_Stated problem_:
Reproduce all records verbatim.

_Raw data_:
= = =
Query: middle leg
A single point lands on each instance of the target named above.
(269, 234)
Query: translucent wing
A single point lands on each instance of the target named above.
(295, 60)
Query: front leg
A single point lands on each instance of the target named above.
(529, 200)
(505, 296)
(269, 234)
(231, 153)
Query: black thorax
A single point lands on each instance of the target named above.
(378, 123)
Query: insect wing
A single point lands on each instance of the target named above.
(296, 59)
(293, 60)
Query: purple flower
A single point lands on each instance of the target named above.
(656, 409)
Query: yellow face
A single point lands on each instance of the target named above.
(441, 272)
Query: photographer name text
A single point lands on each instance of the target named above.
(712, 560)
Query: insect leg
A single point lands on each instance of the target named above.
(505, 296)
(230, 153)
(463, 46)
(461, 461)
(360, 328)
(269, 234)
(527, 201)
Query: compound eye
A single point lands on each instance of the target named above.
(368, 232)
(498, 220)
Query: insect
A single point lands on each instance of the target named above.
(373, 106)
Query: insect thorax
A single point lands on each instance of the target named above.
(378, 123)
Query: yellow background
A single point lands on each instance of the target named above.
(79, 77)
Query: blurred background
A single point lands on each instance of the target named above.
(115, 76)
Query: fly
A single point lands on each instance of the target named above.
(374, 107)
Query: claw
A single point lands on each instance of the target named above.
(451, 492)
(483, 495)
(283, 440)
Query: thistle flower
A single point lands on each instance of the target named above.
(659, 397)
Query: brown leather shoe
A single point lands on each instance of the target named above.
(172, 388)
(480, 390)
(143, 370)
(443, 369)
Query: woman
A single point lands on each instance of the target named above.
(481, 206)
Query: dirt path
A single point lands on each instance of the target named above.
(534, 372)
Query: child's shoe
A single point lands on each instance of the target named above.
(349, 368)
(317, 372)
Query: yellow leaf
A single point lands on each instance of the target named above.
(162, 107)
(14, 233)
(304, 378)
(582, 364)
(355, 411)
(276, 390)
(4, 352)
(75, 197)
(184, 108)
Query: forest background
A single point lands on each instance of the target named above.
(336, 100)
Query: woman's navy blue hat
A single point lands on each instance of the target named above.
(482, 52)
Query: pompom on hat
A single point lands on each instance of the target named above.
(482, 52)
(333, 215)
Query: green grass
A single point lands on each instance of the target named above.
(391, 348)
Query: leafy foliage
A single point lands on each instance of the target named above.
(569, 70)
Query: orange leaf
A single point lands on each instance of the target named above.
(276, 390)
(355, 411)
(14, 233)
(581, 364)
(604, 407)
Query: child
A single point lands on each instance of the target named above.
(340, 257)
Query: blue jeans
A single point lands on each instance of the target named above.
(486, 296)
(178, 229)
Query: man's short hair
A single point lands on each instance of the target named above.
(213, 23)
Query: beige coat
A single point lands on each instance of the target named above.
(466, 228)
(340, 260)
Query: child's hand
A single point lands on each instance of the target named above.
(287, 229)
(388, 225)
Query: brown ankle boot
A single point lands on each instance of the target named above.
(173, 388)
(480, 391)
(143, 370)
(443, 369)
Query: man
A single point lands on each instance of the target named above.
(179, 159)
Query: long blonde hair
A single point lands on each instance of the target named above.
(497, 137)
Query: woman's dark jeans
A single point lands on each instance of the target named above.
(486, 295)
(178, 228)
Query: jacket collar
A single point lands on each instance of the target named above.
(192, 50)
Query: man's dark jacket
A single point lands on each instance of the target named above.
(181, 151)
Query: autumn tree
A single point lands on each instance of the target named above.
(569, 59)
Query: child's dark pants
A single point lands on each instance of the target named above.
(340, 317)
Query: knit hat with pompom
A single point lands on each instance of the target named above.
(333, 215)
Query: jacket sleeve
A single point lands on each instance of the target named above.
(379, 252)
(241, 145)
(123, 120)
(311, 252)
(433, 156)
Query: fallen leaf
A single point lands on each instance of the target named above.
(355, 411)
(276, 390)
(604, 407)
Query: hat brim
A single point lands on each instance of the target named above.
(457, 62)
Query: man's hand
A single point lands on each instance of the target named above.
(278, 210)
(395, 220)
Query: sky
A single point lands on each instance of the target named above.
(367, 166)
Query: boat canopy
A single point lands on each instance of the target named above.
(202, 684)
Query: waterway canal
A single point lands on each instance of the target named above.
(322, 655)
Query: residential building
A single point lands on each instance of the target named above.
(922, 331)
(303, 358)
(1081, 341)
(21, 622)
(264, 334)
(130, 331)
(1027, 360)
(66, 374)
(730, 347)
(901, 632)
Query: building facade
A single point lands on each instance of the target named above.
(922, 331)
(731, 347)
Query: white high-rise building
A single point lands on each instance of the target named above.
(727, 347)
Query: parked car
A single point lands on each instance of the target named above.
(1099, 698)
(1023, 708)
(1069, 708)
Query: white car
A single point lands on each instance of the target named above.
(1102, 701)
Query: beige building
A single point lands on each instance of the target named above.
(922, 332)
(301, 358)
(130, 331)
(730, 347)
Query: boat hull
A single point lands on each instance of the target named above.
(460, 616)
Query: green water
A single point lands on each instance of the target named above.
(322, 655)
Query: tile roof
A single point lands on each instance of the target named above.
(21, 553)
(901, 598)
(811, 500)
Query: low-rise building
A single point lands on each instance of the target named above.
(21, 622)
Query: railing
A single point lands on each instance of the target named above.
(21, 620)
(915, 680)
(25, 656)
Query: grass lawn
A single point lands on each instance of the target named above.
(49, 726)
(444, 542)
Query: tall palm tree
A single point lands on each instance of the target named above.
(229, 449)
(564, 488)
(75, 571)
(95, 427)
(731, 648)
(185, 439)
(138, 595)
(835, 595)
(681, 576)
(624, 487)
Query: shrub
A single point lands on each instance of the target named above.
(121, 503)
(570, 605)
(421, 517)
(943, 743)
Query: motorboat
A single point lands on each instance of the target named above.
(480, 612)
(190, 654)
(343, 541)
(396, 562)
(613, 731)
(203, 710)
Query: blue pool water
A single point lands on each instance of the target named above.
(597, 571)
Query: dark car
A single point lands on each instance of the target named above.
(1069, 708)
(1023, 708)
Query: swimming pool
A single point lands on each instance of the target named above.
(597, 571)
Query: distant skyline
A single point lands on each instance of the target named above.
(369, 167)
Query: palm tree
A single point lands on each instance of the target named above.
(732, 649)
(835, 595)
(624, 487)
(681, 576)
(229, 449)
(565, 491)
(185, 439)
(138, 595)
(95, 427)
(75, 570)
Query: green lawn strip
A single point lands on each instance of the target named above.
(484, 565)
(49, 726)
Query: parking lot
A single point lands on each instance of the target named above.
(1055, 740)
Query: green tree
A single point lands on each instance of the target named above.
= = =
_Answer to the exercise_:
Query: middle leg
A single point lands on each instance of the target named above.
(269, 234)
Query: translucent wing
A single point lands on each instance of the target named above.
(295, 60)
Query: front leg
A single point lands on each instance of the target named above.
(529, 200)
(505, 296)
(269, 234)
(231, 153)
Query: black thorax
A single point lands on each instance of the target named above.
(378, 123)
Query: insect wing
A single point lands on each instance of the target named above.
(296, 59)
(293, 60)
Query: purple flower
A single point lands on each instance of the target named above.
(656, 409)
Query: yellow face
A single point lands on each instance of the target named above.
(441, 272)
Query: photographer name text
A single point lands on each instance of the target named above.
(712, 560)
Query: insect leg
A single point lands on each instance of the target named above.
(505, 296)
(230, 153)
(463, 46)
(461, 461)
(360, 328)
(269, 234)
(527, 201)
Query: compound eye
A single point lands on each instance of the target named above.
(368, 232)
(498, 220)
Query: insect
A single point lands on each instance of the target named above.
(373, 106)
Query: insect thorax
A single point lands on each instance of the target named above.
(378, 123)
Query: yellow background
A single point lands on each instance of the target named above.
(79, 77)
Query: blurred background
A single point lands on each instance of the target named above.
(115, 76)
Query: fly
A single point lands on each instance of the target named above.
(374, 107)
Query: claw
A single point lands on each instance of the target named above.
(451, 492)
(483, 495)
(283, 440)
Query: thistle flower
A single point lands on each instance of the target named above.
(659, 397)
Query: brown leather shoe
A single point lands on each instance of the target named above.
(172, 388)
(480, 390)
(143, 370)
(443, 369)
Query: woman
A single point lands on each instance of the target named above.
(481, 206)
Query: dirt path
A single point lands on each instance of the target named above.
(534, 372)
Query: child's shoe
A single point lands on each instance of the target named above.
(349, 368)
(317, 372)
Query: yellow leaf
A single point lands on each instance of the target named above.
(162, 107)
(14, 233)
(304, 378)
(582, 364)
(355, 411)
(276, 390)
(4, 352)
(75, 197)
(184, 108)
Query: forest background
A single point lands on each instance of the target named above.
(336, 100)
Query: woman's navy blue hat
A single point lands on each instance of the target named above.
(482, 52)
Query: pompom on hat
A single point lands on each instance of the target named above.
(482, 52)
(333, 215)
Query: green grass
A single point lands on each instance of the target named above.
(391, 348)
Query: leafy foliage
A single point lands on each instance of the target named above.
(569, 70)
Query: orange leaf
A single point lands on each instance of the target named above.
(276, 390)
(355, 411)
(14, 233)
(581, 364)
(604, 407)
Query: child
A single point lands on each instance of the target named above.
(340, 257)
Query: blue jeans
A single point lands on each instance of the target named above.
(486, 296)
(178, 229)
Query: man's short hair
A single point lands on each instance of the target named above.
(213, 23)
Query: beige coat
A single point lands on each instance of the target named above.
(466, 228)
(340, 260)
Query: child's hand
A single point lands on each instance of the target named above.
(287, 229)
(388, 225)
Query: brown ankle boot
A single point lands on each instance of the target named above.
(173, 388)
(480, 391)
(143, 370)
(443, 369)
Query: man
A single point lands on each instance of the target named above.
(179, 159)
Query: long blonde hair
A single point lands on each instance of the target named above.
(497, 137)
Query: woman's dark jeans
A single point lands on each instance of the target named above.
(486, 295)
(178, 228)
Query: jacket collar
A single point lands on each instance of the target named above.
(192, 50)
Query: man's dark jacket
A single point lands on each instance of the target named above.
(181, 151)
Query: autumn tree
A single point lands on each instance of the target named above.
(569, 59)
Query: child's dark pants
A single point lands on each instance of the target named above.
(340, 317)
Query: knit hat with pompom
A single point lands on each instance of the target named above.
(333, 215)
Query: jacket sleeve
A single point lands on each instance of the target named above.
(379, 252)
(241, 145)
(123, 120)
(311, 252)
(433, 156)
Query: fallen leaf
A single point lands on each instance of the target named above.
(355, 411)
(276, 390)
(604, 407)
Query: hat brim
A single point lands on each instance of the target named above.
(457, 62)
Query: man's hand
A single point lands on each instance of the target named above.
(278, 210)
(395, 220)
Query: sky
A single point lands on each instance of the target named above.
(367, 166)
Query: boat canopy
A single point lands on each instance of the target named above.
(202, 684)
Query: waterway canal
A single point lands on each instance of the target named above.
(322, 655)
Query: residential building
A single point lands on each instance of the target named above.
(922, 331)
(303, 358)
(1081, 341)
(21, 622)
(264, 334)
(130, 331)
(1027, 360)
(66, 374)
(730, 347)
(901, 632)
Query: building facade
A single point lands on each instance of the target named above.
(922, 331)
(731, 347)
Query: white high-rise building
A single point lands on each instance of the target named above.
(727, 347)
Query: parked car
A single point lands on each instance of the target named above.
(1099, 698)
(1023, 708)
(1069, 708)
Query: white car
A single point lands on each instance of the target named above.
(1102, 701)
Query: beige building
A single point lands on each instance of the target named above.
(922, 332)
(301, 358)
(130, 331)
(730, 347)
Query: boat hull
A single point lands on each instance of the target named above.
(460, 616)
Query: green water
A single point lands on each instance of the target named above.
(322, 655)
Query: tile roof
A single point lands on each instance of the target named above.
(21, 553)
(901, 598)
(811, 500)
Query: low-rise building
A single point lands on each instance of the target named above.
(21, 622)
Query: railing
A single point lands on each instance of the target named above.
(21, 620)
(915, 680)
(25, 656)
Query: grass lawn
A single point lands on each instance of the target named above.
(49, 726)
(444, 542)
Query: tall palm tree
A single point lands on each instance of the target named above.
(229, 449)
(564, 488)
(75, 571)
(95, 427)
(731, 648)
(185, 439)
(138, 595)
(835, 595)
(681, 576)
(624, 487)
Query: shrub
A single point lands on each instance of the target named above.
(121, 503)
(570, 605)
(421, 517)
(943, 743)
Query: motorboat
A single point lands on each instance of the target named above.
(480, 612)
(190, 654)
(343, 541)
(396, 562)
(613, 731)
(203, 710)
Query: blue pool water
A single point lands on each instance of the target named above.
(597, 571)
Query: dark car
A single point lands on each instance of the target named above.
(1069, 708)
(1023, 708)
Query: swimming pool
A single point lands on each instance of the target named above.
(597, 571)
Query: distant skyline
A single point lands on each instance of the target named above.
(369, 167)
Query: palm tree
A single point lands on each instance of the target named above.
(732, 649)
(835, 595)
(624, 487)
(681, 576)
(229, 449)
(565, 491)
(185, 439)
(138, 595)
(95, 427)
(75, 570)
Query: green lawn strip
A single point lands on each instance of the target named above.
(484, 565)
(49, 726)
Query: parking lot
A single point lands on each instance of the target named above.
(1055, 740)
Query: green tree
A single point lands on each instance of the target named above.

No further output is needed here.